→ DIRECTION: Recast the entries below, from the line containing "Would you be able to tag each instance of the power" through the final line, as a JSON list of strings with one string per line and blank lines omitted.

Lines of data

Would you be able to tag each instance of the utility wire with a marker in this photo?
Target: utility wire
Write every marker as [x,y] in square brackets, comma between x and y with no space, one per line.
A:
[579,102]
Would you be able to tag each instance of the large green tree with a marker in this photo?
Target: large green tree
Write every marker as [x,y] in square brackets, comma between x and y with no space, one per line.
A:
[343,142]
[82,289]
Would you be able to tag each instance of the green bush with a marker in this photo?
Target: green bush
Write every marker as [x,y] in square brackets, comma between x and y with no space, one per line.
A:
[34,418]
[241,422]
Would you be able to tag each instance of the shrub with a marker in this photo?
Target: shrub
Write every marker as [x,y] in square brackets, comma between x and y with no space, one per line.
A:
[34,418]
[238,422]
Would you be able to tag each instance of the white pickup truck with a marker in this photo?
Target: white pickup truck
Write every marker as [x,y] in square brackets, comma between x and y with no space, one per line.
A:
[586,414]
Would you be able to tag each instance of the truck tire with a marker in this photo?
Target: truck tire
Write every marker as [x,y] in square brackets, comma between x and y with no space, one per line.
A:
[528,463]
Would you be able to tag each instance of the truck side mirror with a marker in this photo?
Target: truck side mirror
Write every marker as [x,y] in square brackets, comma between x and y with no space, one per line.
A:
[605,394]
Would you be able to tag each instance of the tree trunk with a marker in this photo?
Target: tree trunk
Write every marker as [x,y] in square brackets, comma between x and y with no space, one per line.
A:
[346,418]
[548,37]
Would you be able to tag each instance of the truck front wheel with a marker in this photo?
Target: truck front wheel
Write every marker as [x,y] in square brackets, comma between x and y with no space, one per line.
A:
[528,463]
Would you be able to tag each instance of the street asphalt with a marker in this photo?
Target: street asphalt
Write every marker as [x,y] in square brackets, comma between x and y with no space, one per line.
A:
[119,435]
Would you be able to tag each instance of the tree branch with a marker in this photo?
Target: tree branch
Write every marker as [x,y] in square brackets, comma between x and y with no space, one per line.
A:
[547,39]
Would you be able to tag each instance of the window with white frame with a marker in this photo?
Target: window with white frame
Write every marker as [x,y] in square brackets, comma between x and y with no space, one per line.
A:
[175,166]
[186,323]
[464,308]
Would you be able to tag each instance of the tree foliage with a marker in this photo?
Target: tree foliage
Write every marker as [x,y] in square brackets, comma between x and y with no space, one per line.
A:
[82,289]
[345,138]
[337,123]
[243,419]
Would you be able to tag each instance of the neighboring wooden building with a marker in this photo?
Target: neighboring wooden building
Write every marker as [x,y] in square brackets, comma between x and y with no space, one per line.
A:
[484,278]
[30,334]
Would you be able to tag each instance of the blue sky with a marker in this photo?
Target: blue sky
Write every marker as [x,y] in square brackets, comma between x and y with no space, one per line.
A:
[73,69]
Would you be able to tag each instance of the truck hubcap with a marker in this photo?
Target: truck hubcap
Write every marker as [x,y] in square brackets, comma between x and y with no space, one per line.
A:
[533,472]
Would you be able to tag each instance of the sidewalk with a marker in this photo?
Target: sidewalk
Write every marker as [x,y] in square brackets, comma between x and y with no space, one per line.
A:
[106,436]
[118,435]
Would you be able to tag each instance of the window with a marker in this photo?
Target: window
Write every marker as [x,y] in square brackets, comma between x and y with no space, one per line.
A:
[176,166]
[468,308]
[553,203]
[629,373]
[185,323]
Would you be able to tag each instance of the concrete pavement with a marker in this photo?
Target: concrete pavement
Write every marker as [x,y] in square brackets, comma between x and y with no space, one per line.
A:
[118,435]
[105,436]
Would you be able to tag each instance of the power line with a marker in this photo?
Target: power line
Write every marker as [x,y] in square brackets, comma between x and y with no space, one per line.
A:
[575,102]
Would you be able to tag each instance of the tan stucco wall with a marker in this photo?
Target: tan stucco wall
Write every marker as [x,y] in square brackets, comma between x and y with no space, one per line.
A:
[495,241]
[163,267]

→ ANSWER TO THIS TASK:
[
  "Would you be able to tag each instance of the power line with a marker in this photo?",
  "Target: power line",
  "Write every marker as [x,y] in square brackets, comma between x and y with no space, one per line.",
  "A:",
  "[575,102]",
  "Would you be able to tag each instance of the tan stucco wall with a marker in this photo?",
  "Target: tan stucco wall",
  "Write every marker as [x,y] in square brackets, comma between x and y with no space, one per line.",
  "A:",
  "[495,241]",
  "[163,267]"
]